PROBLEM DETAILS: Select every line of the items that contains the word "would" and copy each one out.

RECORDS FOR THE EXERCISE:
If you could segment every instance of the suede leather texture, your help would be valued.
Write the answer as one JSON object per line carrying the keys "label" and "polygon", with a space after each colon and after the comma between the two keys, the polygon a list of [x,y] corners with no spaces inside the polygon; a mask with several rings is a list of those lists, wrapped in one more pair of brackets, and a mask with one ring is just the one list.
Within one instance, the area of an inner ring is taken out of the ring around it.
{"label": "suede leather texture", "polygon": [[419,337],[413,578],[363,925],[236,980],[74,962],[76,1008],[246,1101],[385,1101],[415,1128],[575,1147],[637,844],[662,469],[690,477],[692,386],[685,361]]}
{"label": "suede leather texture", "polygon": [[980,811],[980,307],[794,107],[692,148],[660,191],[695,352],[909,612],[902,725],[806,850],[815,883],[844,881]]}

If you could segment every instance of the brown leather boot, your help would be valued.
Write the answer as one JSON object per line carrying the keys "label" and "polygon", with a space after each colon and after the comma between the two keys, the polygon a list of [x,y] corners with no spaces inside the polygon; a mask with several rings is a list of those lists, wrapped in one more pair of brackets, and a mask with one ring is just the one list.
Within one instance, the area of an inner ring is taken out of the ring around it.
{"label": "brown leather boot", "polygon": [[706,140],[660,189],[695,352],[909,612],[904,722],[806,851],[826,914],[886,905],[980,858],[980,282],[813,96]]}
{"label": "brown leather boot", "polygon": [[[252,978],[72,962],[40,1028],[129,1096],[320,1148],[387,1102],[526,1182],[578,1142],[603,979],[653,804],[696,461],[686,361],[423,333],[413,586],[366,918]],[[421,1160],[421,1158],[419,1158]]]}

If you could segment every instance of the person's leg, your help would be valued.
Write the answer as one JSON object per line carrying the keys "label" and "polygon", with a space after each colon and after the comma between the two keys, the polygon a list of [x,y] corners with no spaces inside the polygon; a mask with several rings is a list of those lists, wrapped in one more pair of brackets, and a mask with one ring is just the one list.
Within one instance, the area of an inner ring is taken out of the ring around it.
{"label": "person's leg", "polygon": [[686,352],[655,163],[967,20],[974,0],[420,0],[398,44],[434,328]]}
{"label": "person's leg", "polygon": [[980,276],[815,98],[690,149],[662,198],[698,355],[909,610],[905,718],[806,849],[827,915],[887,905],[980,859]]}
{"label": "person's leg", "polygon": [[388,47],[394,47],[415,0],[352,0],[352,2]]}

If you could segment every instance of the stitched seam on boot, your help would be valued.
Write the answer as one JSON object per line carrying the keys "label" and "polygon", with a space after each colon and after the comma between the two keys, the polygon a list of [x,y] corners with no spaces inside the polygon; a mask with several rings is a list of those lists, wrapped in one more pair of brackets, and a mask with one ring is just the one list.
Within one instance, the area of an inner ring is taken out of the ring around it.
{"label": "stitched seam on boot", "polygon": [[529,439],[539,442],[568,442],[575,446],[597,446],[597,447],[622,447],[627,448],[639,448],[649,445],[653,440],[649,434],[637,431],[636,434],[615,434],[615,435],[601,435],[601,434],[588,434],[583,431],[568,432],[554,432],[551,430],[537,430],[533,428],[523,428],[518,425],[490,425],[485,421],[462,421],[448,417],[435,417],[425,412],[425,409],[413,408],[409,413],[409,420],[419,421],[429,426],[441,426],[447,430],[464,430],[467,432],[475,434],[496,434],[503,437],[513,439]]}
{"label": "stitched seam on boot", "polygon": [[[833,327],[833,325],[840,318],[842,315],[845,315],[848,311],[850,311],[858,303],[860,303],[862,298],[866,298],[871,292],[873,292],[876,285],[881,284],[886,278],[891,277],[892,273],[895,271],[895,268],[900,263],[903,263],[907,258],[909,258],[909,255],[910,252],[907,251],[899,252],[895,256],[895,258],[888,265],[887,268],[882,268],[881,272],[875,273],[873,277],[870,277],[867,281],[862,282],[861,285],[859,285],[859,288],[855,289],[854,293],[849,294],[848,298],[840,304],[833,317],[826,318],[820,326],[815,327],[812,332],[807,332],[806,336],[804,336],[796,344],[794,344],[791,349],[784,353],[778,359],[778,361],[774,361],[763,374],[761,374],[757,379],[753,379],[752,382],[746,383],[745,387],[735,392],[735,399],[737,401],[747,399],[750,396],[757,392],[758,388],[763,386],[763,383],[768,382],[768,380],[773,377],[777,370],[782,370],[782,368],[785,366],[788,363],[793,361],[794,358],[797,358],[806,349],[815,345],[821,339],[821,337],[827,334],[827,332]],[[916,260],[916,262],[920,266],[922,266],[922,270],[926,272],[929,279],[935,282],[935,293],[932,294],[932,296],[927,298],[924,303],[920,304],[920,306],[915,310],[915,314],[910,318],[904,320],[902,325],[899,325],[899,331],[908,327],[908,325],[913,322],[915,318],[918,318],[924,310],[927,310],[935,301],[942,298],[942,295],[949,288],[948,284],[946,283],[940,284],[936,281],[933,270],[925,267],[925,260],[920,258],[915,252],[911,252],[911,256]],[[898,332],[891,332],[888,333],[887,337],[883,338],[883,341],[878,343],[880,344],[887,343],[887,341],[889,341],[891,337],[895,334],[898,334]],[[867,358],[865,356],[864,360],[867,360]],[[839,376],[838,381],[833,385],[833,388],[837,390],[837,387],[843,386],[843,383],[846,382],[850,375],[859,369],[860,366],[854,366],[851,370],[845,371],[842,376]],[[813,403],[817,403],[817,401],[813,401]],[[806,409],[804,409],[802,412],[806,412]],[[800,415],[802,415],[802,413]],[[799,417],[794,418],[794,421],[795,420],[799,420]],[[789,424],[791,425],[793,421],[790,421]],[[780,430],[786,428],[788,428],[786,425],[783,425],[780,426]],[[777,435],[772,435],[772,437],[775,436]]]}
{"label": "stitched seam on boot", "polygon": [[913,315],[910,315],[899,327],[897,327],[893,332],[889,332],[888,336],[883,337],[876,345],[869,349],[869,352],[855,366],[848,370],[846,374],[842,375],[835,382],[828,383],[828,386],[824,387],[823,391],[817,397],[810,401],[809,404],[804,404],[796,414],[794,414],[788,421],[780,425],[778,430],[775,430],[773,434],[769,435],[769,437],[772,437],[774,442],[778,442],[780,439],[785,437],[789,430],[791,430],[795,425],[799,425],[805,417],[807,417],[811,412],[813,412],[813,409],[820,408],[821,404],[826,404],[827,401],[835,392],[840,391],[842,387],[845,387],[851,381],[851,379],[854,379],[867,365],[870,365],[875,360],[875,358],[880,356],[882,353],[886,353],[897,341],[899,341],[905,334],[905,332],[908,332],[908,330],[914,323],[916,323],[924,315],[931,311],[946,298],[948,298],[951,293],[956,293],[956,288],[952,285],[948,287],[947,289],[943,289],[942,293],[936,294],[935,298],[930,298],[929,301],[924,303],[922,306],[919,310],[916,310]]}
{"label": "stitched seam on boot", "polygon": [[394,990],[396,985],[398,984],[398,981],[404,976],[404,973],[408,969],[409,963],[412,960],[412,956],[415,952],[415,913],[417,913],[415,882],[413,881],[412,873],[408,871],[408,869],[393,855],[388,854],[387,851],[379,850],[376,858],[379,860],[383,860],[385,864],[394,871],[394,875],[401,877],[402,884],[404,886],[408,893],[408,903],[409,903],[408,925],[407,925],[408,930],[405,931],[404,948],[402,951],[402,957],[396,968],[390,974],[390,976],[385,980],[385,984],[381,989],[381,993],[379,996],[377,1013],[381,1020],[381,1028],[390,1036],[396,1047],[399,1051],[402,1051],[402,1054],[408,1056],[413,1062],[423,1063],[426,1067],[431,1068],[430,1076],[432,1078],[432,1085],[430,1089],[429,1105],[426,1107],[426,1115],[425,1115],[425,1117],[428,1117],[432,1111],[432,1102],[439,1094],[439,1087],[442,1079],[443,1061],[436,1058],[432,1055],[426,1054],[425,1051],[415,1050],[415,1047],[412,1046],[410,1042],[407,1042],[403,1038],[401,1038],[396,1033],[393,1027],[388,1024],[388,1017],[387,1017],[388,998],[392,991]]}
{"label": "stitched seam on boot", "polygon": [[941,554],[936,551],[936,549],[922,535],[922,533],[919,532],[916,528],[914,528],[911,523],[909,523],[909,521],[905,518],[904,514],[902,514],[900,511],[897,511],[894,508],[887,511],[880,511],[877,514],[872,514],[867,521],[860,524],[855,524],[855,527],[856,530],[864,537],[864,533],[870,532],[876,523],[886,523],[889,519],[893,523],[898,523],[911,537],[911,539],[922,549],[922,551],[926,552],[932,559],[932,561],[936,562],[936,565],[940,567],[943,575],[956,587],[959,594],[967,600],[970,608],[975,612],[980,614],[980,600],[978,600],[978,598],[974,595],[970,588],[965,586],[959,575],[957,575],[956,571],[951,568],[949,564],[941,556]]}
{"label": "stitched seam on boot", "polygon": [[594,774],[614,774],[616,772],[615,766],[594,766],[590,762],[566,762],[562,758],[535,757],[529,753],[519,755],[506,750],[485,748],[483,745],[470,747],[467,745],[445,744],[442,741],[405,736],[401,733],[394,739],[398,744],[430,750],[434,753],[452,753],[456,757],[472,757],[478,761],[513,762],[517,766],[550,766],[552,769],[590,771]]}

TASK RESPONSE:
If you could segment every instance of the suede leather texture, your help would be valued.
If you could segment every instance of the brown leather boot, your help would be valued.
If you could segment every instance of the person's leg, your help would be valued.
If you could segment every instance of the stitched seam on boot, your help would be valued.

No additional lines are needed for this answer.